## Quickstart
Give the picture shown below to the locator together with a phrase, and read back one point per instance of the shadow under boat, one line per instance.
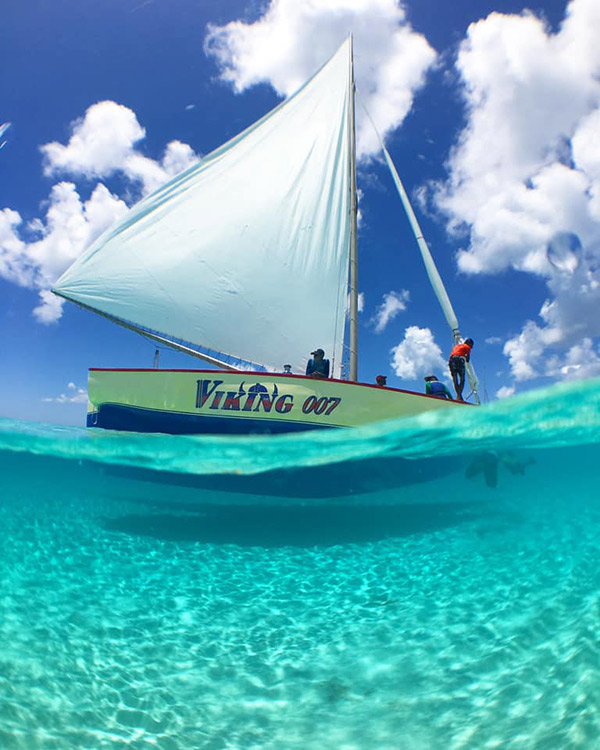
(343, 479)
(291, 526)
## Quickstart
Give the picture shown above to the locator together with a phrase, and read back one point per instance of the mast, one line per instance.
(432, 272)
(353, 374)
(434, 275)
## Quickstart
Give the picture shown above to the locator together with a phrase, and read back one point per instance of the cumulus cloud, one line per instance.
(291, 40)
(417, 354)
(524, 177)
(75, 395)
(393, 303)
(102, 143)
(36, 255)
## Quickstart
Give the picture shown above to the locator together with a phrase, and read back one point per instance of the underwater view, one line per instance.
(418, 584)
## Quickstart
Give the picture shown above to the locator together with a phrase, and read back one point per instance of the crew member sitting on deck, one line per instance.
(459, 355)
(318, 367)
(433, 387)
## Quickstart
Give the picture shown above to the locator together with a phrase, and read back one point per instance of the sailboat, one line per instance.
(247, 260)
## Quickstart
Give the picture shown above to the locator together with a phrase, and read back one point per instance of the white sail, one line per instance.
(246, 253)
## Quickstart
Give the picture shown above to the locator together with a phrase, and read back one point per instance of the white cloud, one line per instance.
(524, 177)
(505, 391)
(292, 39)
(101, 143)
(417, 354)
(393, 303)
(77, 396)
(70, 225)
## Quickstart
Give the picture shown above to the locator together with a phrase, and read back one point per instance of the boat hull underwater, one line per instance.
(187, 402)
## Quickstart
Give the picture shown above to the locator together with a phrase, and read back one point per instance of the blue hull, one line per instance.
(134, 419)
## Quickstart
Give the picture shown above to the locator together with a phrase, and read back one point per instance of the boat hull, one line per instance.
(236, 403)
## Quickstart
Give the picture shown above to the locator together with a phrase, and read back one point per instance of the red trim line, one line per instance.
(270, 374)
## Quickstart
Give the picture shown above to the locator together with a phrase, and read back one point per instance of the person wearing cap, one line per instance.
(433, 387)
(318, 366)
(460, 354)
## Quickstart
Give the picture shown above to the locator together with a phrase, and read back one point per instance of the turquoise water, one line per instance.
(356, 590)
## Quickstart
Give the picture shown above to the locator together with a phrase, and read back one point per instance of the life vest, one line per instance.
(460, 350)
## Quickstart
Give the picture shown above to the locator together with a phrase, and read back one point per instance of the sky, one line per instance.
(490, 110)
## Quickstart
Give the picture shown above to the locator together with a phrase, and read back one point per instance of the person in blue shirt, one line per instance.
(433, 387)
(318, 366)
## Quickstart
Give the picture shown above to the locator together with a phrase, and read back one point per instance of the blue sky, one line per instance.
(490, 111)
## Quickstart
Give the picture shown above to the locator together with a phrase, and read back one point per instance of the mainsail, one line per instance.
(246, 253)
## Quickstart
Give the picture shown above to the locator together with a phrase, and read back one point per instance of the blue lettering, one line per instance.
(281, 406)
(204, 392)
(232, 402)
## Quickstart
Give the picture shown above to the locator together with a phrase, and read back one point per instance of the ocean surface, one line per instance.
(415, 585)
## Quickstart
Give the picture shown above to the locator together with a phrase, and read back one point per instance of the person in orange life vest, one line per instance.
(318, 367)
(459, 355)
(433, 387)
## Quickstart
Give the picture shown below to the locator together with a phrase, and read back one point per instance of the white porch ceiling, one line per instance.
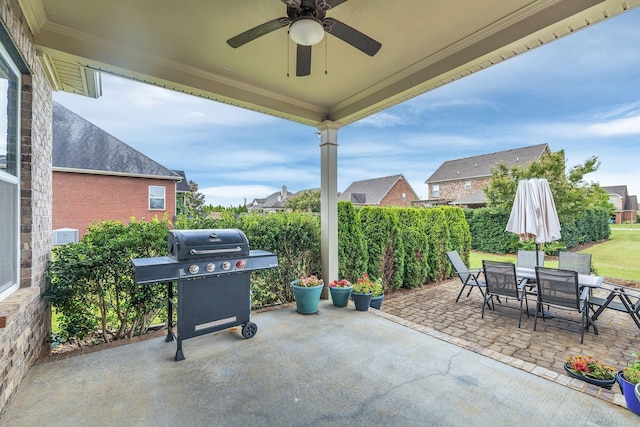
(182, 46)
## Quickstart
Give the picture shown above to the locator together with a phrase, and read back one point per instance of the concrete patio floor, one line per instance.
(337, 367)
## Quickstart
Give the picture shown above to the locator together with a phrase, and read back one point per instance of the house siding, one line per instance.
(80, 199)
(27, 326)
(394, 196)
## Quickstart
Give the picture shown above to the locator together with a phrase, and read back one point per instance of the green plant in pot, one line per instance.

==============================

- Your objective
Please repeat each line above exactly as it appears, but omit the pictures.

- Answer to this exercise
## Quickstart
Give the picture shown below to the locator together with a phrase, and read back one point per instance of the shadow under boat, one line per instance.
(343, 479)
(291, 526)
## Quickstart
Give the picture shown above to the locator together with a phrase, and read back one point per instance of the mast, one line per instance.
(432, 272)
(353, 374)
(434, 275)
## Quickstart
Give the picture shown above to the locator together with a phrase, and read back one point per instance of the cumulus cloud, one line per instance.
(291, 40)
(417, 354)
(524, 177)
(75, 395)
(393, 303)
(102, 143)
(36, 255)
## Quickstart
Give the picture shown above to the locator together with a phrase, and read back one point per instance of the underwater view, one line per instance.
(418, 584)
## Quickstart
Give the picture shown above to the locator together with a phrase, and read back one point per instance of the crew member sitting on deck, one line per instance.
(459, 355)
(318, 367)
(433, 387)
## Quickstart
Give the picture shown above to the locator together with a phrase, and read back one point per instance of the sailboat, one line per instance.
(247, 260)
## Quickstart
Give the picture shown above to the locator together with a phrase, and read back one point per instance of the white sail, one line per instance.
(246, 253)
## Quickstart
Give the picture shown above to the locator together with a phrase, and read back one point per instance of the white cloud, one line per instance.
(524, 177)
(505, 391)
(292, 39)
(101, 143)
(417, 354)
(393, 303)
(77, 396)
(70, 225)
## Quickstart
Give the picture shown above to the locator together with a phrase, and read back one point per instance of the boat hull underwater, one line per instance.
(187, 402)
## Quickstart
Give the picture shown above to the locator together with a phrase, and read back one point per instance of the blue hull, one line per instance.
(134, 419)
## Quickstart
Give the picture shown above to the locator together with a phrase, and read back one point per instance of the boat hull, one line per instance.
(236, 403)
## Quickstart
Give the picture shown above to the locator together with a phrase, and read back one point per instance of the red trim line, one line per instance.
(270, 374)
## Quickstart
Give the picture shown above to the locator together with a phrase, and read back one point per instance of the person wearing cap, one line per instance.
(433, 387)
(318, 366)
(460, 354)
## Quickstart
Give the picture shown above to the locator together with a phrase, and read back one point per instance of the turquoise water, one line per instance.
(356, 590)
## Quickstart
Give the picture shown above to the locator together with a phrase, and read back one point per instance of the life vest, one line per instance.
(460, 350)
## Quickstart
Give the picture shown above to the locator together with a phrase, and read back one point per instance of the sky, one line per instance.
(490, 110)
## Quickstart
Give the picture shown above to the locator together with a phrase, and read back one point per instance of the person in blue shirt, one line per instance.
(433, 387)
(318, 366)
## Quickstart
Give the picture shown above to the locator together with a phrase, and read back one point per instance of the blue sky, one line per instance.
(490, 111)
## Quickstart
Give the picture shown above to the locator together with a phrase, and read back one point per instance of the mainsail, one line per instance.
(246, 253)
## Quickstart
Give the picture shown above to the locator together with a phrase, and read back one point per instance of the blue lettering, one line per instance.
(281, 406)
(204, 392)
(232, 402)
## Quickstart
Give the picture shown above to the locator together with a phrase, and read back one point per instance of the ocean surface, one line per instance.
(415, 585)
## Quickstart
Give the picture shown above to the locator together with a phrase, and read back one point per instance of the person in orange life vest, one line per instance.
(318, 367)
(459, 355)
(433, 387)
## Quickstart
Give the picture shown below to the locator together with a phrase, and read back one point per instance of the white porch ceiling, one line per instance.
(182, 46)
## Quickstart
Give the picture shown above to the locator together with a phrase, and read back one point per instance of the concrete patio floor, one line per instance.
(337, 367)
## Quickstart
Give the picture shown above to the locator together with a phrase, and read back one point per instance of the house siding, one line per instance.
(80, 199)
(27, 326)
(394, 196)
## Quickstart
Give the picture shown above to the locator together with a phrase, and read back one point per instance of the green plant in pot, one line per instance.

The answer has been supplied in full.